Exercise goal
Count the lines in the items below that contain the word "city", treating case as significant. Give only the number.

-- Start Stored records --

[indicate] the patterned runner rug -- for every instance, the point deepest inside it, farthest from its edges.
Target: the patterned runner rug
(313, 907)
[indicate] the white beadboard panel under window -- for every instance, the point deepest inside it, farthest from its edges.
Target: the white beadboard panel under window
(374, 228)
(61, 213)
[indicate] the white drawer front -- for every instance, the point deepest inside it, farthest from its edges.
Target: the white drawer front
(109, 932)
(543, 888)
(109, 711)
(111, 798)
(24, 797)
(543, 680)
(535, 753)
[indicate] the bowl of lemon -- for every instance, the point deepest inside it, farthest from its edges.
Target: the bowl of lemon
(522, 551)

-- End Stored records --
-- Start Stored records --

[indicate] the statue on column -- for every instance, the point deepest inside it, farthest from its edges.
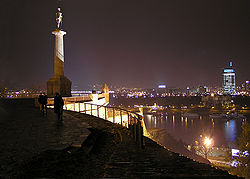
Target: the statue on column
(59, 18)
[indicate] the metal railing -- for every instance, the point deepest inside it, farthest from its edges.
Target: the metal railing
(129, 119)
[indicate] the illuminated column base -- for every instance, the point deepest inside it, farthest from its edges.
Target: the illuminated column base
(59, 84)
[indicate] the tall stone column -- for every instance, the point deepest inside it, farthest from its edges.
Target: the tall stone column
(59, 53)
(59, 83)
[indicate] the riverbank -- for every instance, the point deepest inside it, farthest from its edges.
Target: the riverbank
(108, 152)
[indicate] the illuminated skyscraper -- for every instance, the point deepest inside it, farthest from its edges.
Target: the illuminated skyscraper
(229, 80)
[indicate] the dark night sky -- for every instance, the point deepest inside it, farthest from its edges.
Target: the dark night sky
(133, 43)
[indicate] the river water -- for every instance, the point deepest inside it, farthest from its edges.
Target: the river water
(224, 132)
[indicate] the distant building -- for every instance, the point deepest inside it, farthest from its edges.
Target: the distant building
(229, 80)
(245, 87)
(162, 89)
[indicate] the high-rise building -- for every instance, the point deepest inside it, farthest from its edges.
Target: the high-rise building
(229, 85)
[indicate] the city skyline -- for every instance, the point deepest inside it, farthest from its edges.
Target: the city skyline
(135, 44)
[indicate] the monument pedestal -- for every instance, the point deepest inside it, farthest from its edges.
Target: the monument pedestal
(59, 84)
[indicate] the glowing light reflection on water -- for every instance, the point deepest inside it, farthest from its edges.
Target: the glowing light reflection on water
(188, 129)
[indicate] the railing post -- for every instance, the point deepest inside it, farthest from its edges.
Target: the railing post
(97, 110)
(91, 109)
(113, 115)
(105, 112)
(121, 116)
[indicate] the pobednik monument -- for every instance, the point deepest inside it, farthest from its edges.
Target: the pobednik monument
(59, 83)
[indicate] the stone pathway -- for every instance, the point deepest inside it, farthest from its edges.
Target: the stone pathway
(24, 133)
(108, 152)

-- End Stored records --
-- Start Stored records --

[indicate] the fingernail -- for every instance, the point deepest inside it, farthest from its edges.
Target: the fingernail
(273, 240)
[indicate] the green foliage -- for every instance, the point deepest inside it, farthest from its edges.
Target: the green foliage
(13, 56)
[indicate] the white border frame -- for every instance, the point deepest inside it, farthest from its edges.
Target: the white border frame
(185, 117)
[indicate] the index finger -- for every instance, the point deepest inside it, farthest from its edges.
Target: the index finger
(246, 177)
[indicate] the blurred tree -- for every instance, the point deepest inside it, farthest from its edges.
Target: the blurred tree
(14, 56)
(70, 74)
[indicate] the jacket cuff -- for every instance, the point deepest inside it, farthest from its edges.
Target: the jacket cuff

-- End Stored records --

Exercise solution
2